• PASSAGE PRÉSENTÉ:
——————————

Par ailleurs, M. [M] produit aux débats les attestations de Mmes [D] [E] et [F] témoignant du fait qu’elles ont été témoins de l’accident du 21 janvier 2019, Mme [F] précisant qu’il s’agissait d’un accrochage entre un Kangoo et une Polo Blanche.
La société Chubb France discute du caractère probant de ces témoignages.
Pour autant, la charge de la preuve de la faute grave lui incombe exclusivement et elle n’établit aucunement que ces attestations seraient de complaisance’; ce qui ne saurait résulter du seul fait que le constat amiable ne fait état d’aucun témoin de l’accident.
Surtout, elle ne produit pas aux débats l’intégralité du rapport de l’expert d’assurances de la compagne AXA avec en particulier les photographies des deux véhicules, se limitant au message du service anti-fraude ainsi qu’à l’avis de son expert-conseil du 23 mai 2019 si bien que M. [M], qui avait réclamé les rapports des experts d’assurances, est dans l’impossibilité de développer utilement des moyens de défense.
La cour d’appel ne peut davantage apprécier la valeur probante de ces pièces qui apparaissent déterminantes, étant observé qu’il n’est pas même justifié d’une demande en ce sens à la compagnie AXA qui aurait refusé et il n’est pas élevé un incident de pièce détenue par un tiers au visa des articles 138 et suivants du code de procédure civile.

——————————

Pourriez-vous recopier le passage présenté en commençant par « Surtout, elle ne » et en allant jusqu'à « de procédure civile. », en substituant « clichés » à « photographies » ?

• EXTRAITS DES DONNÉES:
——————————

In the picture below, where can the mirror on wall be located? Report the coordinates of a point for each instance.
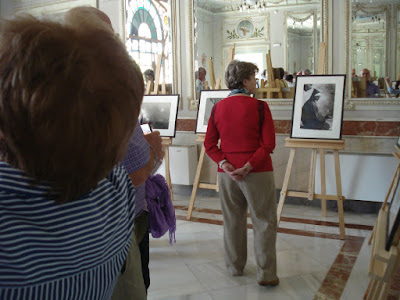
(368, 38)
(253, 27)
(303, 31)
(370, 42)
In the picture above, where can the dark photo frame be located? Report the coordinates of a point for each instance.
(160, 112)
(318, 107)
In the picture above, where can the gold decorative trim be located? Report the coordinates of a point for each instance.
(50, 7)
(356, 101)
(347, 47)
(174, 48)
(396, 12)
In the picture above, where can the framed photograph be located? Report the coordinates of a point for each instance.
(393, 215)
(318, 107)
(160, 112)
(207, 100)
(245, 28)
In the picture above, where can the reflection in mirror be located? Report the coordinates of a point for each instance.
(254, 27)
(148, 33)
(370, 41)
(303, 38)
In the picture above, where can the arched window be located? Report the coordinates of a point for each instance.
(148, 34)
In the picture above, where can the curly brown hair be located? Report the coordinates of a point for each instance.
(69, 101)
(237, 71)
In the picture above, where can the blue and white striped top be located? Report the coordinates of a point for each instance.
(69, 251)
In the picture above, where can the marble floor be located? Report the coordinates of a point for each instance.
(313, 263)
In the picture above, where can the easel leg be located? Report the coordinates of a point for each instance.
(311, 182)
(196, 183)
(285, 184)
(167, 170)
(323, 181)
(339, 195)
(396, 174)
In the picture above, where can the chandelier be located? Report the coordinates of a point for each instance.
(249, 4)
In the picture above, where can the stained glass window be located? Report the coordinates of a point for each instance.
(148, 34)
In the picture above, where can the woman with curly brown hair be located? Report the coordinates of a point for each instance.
(69, 102)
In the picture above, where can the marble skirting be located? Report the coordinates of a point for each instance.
(359, 128)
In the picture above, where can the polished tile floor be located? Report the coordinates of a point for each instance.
(313, 263)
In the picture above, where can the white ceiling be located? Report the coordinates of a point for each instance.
(229, 5)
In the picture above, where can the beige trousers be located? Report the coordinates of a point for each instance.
(256, 192)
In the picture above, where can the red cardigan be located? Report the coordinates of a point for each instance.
(237, 123)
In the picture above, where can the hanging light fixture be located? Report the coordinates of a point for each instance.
(247, 5)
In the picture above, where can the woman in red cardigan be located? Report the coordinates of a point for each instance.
(246, 180)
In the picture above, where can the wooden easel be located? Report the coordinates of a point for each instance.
(383, 264)
(320, 146)
(274, 84)
(395, 177)
(166, 141)
(197, 184)
(200, 138)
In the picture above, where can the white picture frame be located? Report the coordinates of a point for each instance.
(160, 112)
(207, 100)
(318, 107)
(393, 217)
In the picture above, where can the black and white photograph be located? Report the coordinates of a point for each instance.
(318, 107)
(160, 112)
(393, 214)
(207, 100)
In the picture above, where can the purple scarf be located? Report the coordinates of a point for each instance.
(159, 205)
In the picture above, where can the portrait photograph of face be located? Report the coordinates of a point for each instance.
(156, 114)
(160, 112)
(318, 106)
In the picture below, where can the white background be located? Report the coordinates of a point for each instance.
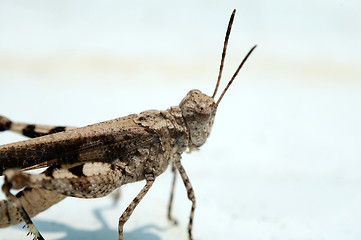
(284, 158)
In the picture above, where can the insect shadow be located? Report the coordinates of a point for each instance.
(105, 232)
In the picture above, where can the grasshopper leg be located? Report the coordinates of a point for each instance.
(16, 201)
(170, 217)
(190, 193)
(129, 210)
(30, 130)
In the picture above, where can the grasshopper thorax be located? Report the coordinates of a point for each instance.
(198, 110)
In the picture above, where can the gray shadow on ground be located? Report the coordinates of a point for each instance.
(142, 233)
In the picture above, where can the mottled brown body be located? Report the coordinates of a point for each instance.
(93, 161)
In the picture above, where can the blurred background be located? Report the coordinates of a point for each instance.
(283, 160)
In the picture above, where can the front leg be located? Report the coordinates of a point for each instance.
(126, 214)
(190, 193)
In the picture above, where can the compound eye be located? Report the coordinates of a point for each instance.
(201, 117)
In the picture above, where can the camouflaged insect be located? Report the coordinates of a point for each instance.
(93, 161)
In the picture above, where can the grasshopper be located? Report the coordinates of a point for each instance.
(93, 161)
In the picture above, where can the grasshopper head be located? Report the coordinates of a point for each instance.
(198, 111)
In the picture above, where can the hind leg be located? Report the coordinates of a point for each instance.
(30, 130)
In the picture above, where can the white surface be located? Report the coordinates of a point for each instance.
(283, 160)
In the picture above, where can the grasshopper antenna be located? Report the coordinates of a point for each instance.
(224, 51)
(235, 74)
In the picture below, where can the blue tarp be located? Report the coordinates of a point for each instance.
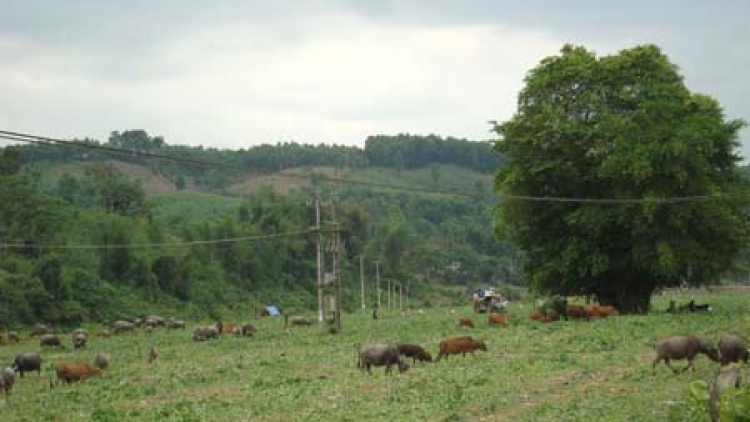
(273, 311)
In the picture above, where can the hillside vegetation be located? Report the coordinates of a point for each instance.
(90, 236)
(563, 371)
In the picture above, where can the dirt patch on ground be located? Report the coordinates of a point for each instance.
(153, 183)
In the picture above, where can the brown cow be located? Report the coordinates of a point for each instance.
(153, 354)
(78, 371)
(462, 345)
(577, 312)
(683, 347)
(498, 318)
(466, 322)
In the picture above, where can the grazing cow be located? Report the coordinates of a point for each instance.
(462, 345)
(205, 333)
(226, 327)
(153, 354)
(155, 321)
(122, 326)
(27, 362)
(380, 355)
(498, 318)
(41, 329)
(175, 323)
(248, 330)
(682, 347)
(79, 340)
(466, 322)
(415, 352)
(732, 348)
(77, 371)
(577, 312)
(101, 361)
(7, 379)
(50, 340)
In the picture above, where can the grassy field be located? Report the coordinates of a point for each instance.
(564, 371)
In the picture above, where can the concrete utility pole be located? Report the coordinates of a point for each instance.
(321, 304)
(377, 280)
(336, 271)
(362, 279)
(390, 294)
(400, 297)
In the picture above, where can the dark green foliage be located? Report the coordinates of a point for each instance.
(621, 126)
(10, 161)
(406, 151)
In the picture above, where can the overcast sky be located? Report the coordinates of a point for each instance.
(234, 74)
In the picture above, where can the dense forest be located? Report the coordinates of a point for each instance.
(90, 244)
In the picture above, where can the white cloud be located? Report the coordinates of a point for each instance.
(233, 86)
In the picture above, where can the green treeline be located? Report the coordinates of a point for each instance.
(400, 152)
(73, 249)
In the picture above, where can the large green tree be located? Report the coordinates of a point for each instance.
(623, 127)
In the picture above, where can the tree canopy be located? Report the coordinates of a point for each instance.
(623, 126)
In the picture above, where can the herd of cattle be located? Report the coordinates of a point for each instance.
(730, 347)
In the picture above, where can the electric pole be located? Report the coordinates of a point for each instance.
(362, 279)
(336, 272)
(377, 280)
(321, 304)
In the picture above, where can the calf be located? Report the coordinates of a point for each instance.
(732, 348)
(79, 340)
(7, 379)
(77, 371)
(175, 323)
(415, 352)
(248, 330)
(682, 347)
(50, 340)
(462, 345)
(498, 318)
(27, 362)
(153, 354)
(466, 322)
(123, 326)
(101, 361)
(380, 355)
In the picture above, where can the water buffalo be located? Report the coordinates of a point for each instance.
(7, 379)
(27, 362)
(50, 340)
(415, 352)
(101, 361)
(683, 347)
(79, 340)
(732, 348)
(381, 355)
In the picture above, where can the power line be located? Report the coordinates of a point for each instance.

——————————

• RÉPONSE COMPLÈTE:
Surtout, elle ne produit pas aux débats l’intégralité du rapport de l’expert d’assurances de la compagne AXA avec en particulier les clichés des deux véhicules, se limitant au message du service anti-fraude ainsi qu’à l’avis de son expert-conseil du 23 mai 2019 si bien que M. [M], qui avait réclamé les rapports des experts d’assurances, est dans l’impossibilité de développer utilement des moyens de défense.
La cour d’appel ne peut davantage apprécier la valeur probante de ces pièces qui apparaissent déterminantes, étant observé qu’il n’est pas même justifié d’une demande en ce sens à la compagnie AXA qui aurait refusé et il n’est pas élevé un incident de pièce détenue par un tiers au visa des articles 138 et suivants du code de procédure civile.